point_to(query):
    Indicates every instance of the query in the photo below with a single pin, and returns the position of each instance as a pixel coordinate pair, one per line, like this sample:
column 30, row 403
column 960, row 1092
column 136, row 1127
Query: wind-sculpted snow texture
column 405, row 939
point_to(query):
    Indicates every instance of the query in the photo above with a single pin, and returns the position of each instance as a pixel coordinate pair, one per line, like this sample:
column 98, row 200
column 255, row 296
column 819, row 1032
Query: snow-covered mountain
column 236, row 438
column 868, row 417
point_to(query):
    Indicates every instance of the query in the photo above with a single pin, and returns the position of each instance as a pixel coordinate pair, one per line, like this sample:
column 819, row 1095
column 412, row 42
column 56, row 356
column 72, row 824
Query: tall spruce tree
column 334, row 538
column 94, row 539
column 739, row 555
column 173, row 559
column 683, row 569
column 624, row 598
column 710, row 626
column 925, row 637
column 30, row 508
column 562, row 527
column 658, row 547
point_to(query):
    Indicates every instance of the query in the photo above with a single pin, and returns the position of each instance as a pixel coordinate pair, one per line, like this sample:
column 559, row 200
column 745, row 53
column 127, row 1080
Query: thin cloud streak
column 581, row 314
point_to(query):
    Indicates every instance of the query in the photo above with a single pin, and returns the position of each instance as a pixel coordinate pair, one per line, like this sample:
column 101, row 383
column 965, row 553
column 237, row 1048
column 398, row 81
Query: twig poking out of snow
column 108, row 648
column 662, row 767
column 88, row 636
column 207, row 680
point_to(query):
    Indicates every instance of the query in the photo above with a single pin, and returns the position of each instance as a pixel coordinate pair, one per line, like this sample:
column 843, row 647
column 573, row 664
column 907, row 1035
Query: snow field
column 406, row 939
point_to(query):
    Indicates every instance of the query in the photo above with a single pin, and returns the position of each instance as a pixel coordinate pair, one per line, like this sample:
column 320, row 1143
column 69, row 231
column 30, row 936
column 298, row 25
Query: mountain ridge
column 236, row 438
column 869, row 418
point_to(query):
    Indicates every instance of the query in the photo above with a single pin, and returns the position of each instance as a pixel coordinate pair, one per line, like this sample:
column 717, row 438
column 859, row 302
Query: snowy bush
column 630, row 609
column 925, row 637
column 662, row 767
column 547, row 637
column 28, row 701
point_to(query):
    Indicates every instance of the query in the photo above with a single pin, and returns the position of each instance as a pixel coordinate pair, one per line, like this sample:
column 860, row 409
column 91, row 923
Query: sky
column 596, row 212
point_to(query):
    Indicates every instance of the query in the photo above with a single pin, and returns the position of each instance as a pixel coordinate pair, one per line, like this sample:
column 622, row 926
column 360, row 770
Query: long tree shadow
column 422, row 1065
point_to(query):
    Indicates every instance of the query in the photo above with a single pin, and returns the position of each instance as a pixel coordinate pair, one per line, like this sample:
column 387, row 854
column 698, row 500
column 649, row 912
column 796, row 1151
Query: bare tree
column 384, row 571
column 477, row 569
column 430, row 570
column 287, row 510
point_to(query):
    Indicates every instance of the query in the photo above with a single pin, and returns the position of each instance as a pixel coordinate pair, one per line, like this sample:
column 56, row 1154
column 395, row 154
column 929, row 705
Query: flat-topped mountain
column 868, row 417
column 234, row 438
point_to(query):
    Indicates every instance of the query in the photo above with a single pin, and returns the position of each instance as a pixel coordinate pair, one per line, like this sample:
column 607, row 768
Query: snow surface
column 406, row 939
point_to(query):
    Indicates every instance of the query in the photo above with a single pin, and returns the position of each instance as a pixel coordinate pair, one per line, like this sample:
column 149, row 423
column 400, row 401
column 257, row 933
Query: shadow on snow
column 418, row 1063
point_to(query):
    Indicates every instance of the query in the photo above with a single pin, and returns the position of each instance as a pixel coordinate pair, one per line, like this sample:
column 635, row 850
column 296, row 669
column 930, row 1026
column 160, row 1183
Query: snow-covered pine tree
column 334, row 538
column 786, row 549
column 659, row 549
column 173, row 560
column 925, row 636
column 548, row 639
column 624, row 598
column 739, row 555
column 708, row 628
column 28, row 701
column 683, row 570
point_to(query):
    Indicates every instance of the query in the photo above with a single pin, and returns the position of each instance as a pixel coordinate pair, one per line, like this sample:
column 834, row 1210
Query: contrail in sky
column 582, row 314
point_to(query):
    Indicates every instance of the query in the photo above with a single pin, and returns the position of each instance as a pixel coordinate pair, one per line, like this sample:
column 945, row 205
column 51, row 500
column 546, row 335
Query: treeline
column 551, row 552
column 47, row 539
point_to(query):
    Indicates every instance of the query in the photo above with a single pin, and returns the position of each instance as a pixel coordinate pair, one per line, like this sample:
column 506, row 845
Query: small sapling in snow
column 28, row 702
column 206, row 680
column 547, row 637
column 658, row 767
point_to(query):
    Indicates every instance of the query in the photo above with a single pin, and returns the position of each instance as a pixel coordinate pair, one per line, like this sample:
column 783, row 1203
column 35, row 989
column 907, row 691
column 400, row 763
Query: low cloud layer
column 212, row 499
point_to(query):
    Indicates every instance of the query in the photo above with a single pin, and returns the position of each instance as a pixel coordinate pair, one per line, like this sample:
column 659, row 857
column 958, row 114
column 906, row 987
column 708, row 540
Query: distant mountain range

──────

Copy all of the rows above verbatim, with no changes.

point_to(query):
    Indicates every instance of the query in the photo below with a single pin, and returns the position of each instance as a pixel coordinate pair, one per line, like this sample:
column 30, row 403
column 960, row 1092
column 136, row 1127
Query: wind-sculpted snow texture
column 405, row 939
point_to(query):
    Indicates every instance of the query in the photo above with a single pin, and returns the position of each instance as a pixel coordinate pair, one per line, like this sample:
column 98, row 200
column 255, row 296
column 819, row 1032
Query: snow-covered mountain
column 236, row 438
column 868, row 417
point_to(query):
    Indicates every instance of the query in the photo above with a single pin, and returns the position of each instance as a pixel coordinate pair, one per line, like this sample:
column 819, row 1095
column 412, row 42
column 56, row 356
column 72, row 824
Query: tall spruce tree
column 334, row 538
column 94, row 539
column 739, row 555
column 173, row 559
column 683, row 569
column 624, row 598
column 710, row 626
column 925, row 637
column 30, row 508
column 562, row 527
column 658, row 547
point_to(query):
    Indicates every instance of the query in the photo above with a single pin, and returns the position of each instance as a pixel coordinate pair, one per line, like this sample:
column 559, row 200
column 745, row 53
column 127, row 1080
Query: thin cloud streak
column 581, row 314
point_to(query):
    Indicates every instance of the query in the photo above with a single pin, and returns the position of each instance as a pixel coordinate pair, one per line, like this sample:
column 101, row 383
column 965, row 553
column 237, row 1048
column 398, row 81
Query: twig poking out of snow
column 108, row 648
column 662, row 767
column 88, row 636
column 207, row 680
point_to(query):
    Indicates every instance of the query in the photo above with a single pin, and returns the position of each instance as a pixel coordinate pair, one per line, like this sample:
column 843, row 647
column 573, row 664
column 907, row 1035
Query: snow field
column 406, row 939
point_to(query):
    Indicates every instance of the query in the photo above with a single pin, and returns the position of each instance as a pixel coordinate pair, one per line, like this sample:
column 320, row 1143
column 69, row 231
column 30, row 936
column 298, row 25
Query: mountain ridge
column 236, row 438
column 869, row 418
point_to(query):
    Indicates every instance of the query in the photo above with a single pin, and returns the position of each instance as a pixel coordinate pair, one per line, like this sample:
column 717, row 438
column 859, row 302
Query: snowy bush
column 630, row 609
column 925, row 637
column 662, row 767
column 547, row 637
column 28, row 701
point_to(query):
    Indicates every instance of the query in the photo above with a single pin, and returns the position of each instance as a pixel coordinate pair, one per line, like this sample:
column 860, row 409
column 91, row 923
Query: sky
column 596, row 212
point_to(query):
    Indicates every instance of the query in the photo above with a single pin, and returns the position of each instance as a pixel coordinate pair, one per line, like this sample:
column 622, row 926
column 360, row 770
Query: long tree shadow
column 422, row 1065
point_to(query):
    Indicates every instance of the query in the photo above with a single pin, and returns the position of each instance as a pixel coordinate pair, one per line, like this sample:
column 387, row 854
column 698, row 500
column 649, row 912
column 796, row 1151
Query: bare tree
column 384, row 571
column 477, row 569
column 430, row 570
column 287, row 510
point_to(query):
    Indicates every instance of the query in the photo above with a single pin, and returns the position of each instance as a pixel coordinate pair, one per line, like this sample:
column 56, row 1154
column 395, row 154
column 929, row 705
Query: flat-topped mountain
column 868, row 417
column 234, row 438
point_to(query):
    Indicates every instance of the query in the photo above with a single pin, and returns the position of each instance as a pixel coordinate pair, one per line, like this sample:
column 607, row 768
Query: snow surface
column 406, row 939
point_to(query):
    Indicates every instance of the query in the photo above with a single pin, and returns the position of each instance as a pixel coordinate pair, one per line, like this sample:
column 149, row 423
column 400, row 401
column 257, row 933
Query: shadow on snow
column 418, row 1063
point_to(query):
    Indicates every instance of the query in the photo above with a single pin, and returns the position of each instance as a pixel coordinate pair, one per line, like this sample:
column 635, row 850
column 296, row 669
column 930, row 1026
column 160, row 1183
Query: snow-covered pine tree
column 334, row 538
column 786, row 549
column 659, row 549
column 173, row 560
column 925, row 636
column 548, row 639
column 624, row 598
column 739, row 555
column 708, row 628
column 28, row 701
column 683, row 570
point_to(query):
    Indicates every instance of the query in the photo above with a single pin, and returns the position of each instance as a pixel coordinate pair, one per line, like this sample:
column 834, row 1210
Query: contrail in sky
column 582, row 314
point_to(query):
    Indicates every instance of the query in the photo above with a single pin, and returns the position of each instance as a pixel coordinate pair, one per line, like this sample:
column 945, row 205
column 51, row 500
column 546, row 335
Query: treeline
column 551, row 552
column 47, row 539
point_to(query):
    Indicates every instance of the query in the photo above with a single pin, and returns the position of each instance as a pixel coordinate pair, one per line, like this sample:
column 506, row 845
Query: small sapling in snow
column 28, row 702
column 206, row 680
column 547, row 637
column 658, row 767
point_to(query):
    Indicates every instance of the query in the photo above with a single pin, and returns the position of each instance as a pixel coordinate pair, one per line, like this sample:
column 783, row 1203
column 35, row 989
column 907, row 691
column 400, row 763
Query: low cloud layer
column 212, row 499
point_to(query):
    Indicates every instance of the query in the photo above with a single pin, and returns the position of each instance as a pixel coordinate pair, one per line, like this sample:
column 659, row 857
column 958, row 114
column 906, row 987
column 708, row 540
Query: distant mountain range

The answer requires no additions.